抜粋本文 ▸

***

Dr.中川のみんなで越えるがんの壁

内田春菊さんの告白が話題 直腸がんでも人工肛門を免れる

内田春菊さん
内田春菊さん(C)日刊ゲンダイ

「穴を開けた脇腹から体内で切り離した大腸を出しているんです。ここから排せつできるよう、人工肛門を装着しました」

「女性自身」のインタビューに答えているのは、漫画家の内田春菊さん(58)です。肛門のそばの直腸にがんができ、がんと一緒に肛門を切除したため、人工肛門を余儀なくされたといいます。

 大腸がんは、昨年の罹患数予測が14万9500人で、すべてのがんの中で最多。食の欧米化に伴って急増しています。内田さんの記事は示唆に富んでいますから、おさらいしましょう。

 3年前、「トイレでガスが出たときに、血が飛び散って、痔の治療で有名な病院に予約を取った」そうです。それでも、「座業なんで、痔がひどくなったのか」と、がんを疑っていない様子がみて取れます。

“痔主”の方が、「肛門からの出血や検便の便潜血は、痔のせい」と軽く考えて、大腸がんの発見が遅れることは少なくありません。私の近親者も、それで大腸がんで亡くなっています。48歳の若さでした。

“痔主”でも便潜血反応を無視せず、40歳以上なら大腸内視鏡検査を受けること。痔の専門医は、大腸内視鏡検査も行いますから、相談するといいでしょう。

「左右のお尻を強引につなぎ合わせたので、お尻の割れ目がなくなっちゃったんですよ」

 漫画家ならではの表現で、直腸がん切除による“悲劇”を伝えていますが、そんな“悲劇”を免れるための治療選択が2つ目です。

 まず自動吻合器の登場で、肛門の近くで腸と腸をつなぎ合わせる操作が安全に行えるようになったため、肛門を温存する技術が発達。さらに肛門近くのがんでも、肛門を締める肛門括約筋を残して腸と肛門を縫合することで、肛門温存が可能になっています。

 内田さんは、抗がん剤治療でがんを小さくしてから手術を受け、人工肛門にならずに済む可能性を探ったそうですが、残念な結果でした。

 実は、人工肛門を免れる方法は、ほかにもあります。放射線です。内田さんの治療に、放射線を加えるのです。化学放射線療法は、欧米ではポピュラーな治療法で、手術単独より優れた治療成績が報告されています。手術ができないくらい大きながんでも、化学放射線療法なら、肛門温存の可能性が高まります。

 がんの種類は違いますが、4年前に膀胱がんで亡くなった菅原文太さん(享年81)は、がんと診断された当初、膀胱全摘を勧められました。人工膀胱が嫌で、私の外来にセカンドオピニオンを求めに来られたのです。

 人工肛門も人工膀胱も、排便用に便をためる“袋”を身につけるのは、大きな苦痛でしょう。文太さんは放射線治療で膀胱温存に成功しましたが、必ずしも膀胱や肛門を温存する治療法が説明されるとは限りません。セカンドオピニオンは、放射線科医に求めること。それが第3のポイントです。

中川恵一

中川恵一

1960年生まれ。東大大学病院 医学系研究科総合放射線腫瘍学講座特任教授。すべてのがんの診断と治療に精通するエキスパート。がん対策推進協議会委員も務めるほか、子供向けのがん教育にも力を入れる。「がんのひみつ」「切らずに治すがん治療」など著書多数。

***

データ抜粋
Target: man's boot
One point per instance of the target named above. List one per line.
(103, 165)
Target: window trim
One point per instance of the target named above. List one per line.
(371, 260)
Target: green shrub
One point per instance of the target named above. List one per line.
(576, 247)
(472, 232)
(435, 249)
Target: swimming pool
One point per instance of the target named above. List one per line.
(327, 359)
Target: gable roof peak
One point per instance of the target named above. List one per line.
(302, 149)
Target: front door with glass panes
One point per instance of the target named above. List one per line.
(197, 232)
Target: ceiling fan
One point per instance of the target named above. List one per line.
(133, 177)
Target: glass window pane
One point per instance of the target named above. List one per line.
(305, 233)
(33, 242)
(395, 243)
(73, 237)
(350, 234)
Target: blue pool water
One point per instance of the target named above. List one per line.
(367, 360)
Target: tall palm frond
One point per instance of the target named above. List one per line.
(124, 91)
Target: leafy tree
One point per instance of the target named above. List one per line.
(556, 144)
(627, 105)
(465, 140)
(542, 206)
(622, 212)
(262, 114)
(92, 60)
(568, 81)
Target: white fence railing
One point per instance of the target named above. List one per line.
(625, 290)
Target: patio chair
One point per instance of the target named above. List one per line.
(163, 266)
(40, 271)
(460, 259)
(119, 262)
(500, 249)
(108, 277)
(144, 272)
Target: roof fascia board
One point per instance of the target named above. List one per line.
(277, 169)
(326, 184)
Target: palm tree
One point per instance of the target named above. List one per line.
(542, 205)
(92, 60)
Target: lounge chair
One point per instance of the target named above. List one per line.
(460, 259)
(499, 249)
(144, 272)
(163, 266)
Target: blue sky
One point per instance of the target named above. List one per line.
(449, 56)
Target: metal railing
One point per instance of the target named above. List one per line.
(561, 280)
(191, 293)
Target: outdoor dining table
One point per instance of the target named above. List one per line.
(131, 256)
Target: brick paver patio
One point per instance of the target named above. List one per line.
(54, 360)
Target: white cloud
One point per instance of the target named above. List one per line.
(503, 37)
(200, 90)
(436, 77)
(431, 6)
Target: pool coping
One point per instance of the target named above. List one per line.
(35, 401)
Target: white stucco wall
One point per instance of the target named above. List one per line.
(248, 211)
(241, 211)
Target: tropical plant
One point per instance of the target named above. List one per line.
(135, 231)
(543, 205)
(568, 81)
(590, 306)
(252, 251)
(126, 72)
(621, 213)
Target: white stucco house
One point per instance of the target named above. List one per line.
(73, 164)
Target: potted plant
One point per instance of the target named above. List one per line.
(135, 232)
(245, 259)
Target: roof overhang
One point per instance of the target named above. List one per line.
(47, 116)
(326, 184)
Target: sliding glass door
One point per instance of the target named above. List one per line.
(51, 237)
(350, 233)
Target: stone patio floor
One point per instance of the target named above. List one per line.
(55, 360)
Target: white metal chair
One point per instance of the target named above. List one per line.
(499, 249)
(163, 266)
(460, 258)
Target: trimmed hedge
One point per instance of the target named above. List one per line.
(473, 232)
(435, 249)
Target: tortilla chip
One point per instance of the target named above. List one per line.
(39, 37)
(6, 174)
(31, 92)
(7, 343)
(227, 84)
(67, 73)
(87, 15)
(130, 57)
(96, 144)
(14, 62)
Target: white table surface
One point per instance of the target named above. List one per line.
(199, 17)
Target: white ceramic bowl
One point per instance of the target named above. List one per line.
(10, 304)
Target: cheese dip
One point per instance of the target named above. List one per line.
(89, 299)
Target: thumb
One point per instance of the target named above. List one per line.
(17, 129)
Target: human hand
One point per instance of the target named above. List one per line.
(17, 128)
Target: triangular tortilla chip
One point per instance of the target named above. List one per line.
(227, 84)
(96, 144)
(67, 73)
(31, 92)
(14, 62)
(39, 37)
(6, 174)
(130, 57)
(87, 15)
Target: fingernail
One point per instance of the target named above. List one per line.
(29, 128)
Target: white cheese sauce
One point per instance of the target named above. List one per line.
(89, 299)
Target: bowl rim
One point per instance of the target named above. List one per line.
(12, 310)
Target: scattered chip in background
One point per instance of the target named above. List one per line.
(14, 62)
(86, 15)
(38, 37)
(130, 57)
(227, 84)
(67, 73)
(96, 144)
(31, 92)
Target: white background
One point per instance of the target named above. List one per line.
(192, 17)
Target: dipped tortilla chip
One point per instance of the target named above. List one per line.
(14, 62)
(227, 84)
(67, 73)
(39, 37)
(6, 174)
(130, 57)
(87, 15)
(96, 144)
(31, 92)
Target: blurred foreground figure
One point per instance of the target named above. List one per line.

***

作業内容 ▸
抜粋本文のうち、「漫画家ならではの表現で、直腸」で始まり「うですが、残念な結果でした。」に至るまでの範囲を、一字も改変せずに出力すること。

最終回答 ▸
漫画家ならではの表現で、直腸がん切除による“悲劇”を伝えていますが、そんな“悲劇”を免れるための治療選択が2つ目です。

 まず自動吻合器の登場で、肛門の近くで腸と腸をつなぎ合わせる操作が安全に行えるようになったため、肛門を温存する技術が発達。さらに肛門近くのがんでも、肛門を締める肛門括約筋を残して腸と肛門を縫合することで、肛門温存が可能になっています。

 内田さんは、抗がん剤治療でがんを小さくしてから手術を受け、人工肛門にならずに済む可能性を探ったそうですが、残念な結果でした。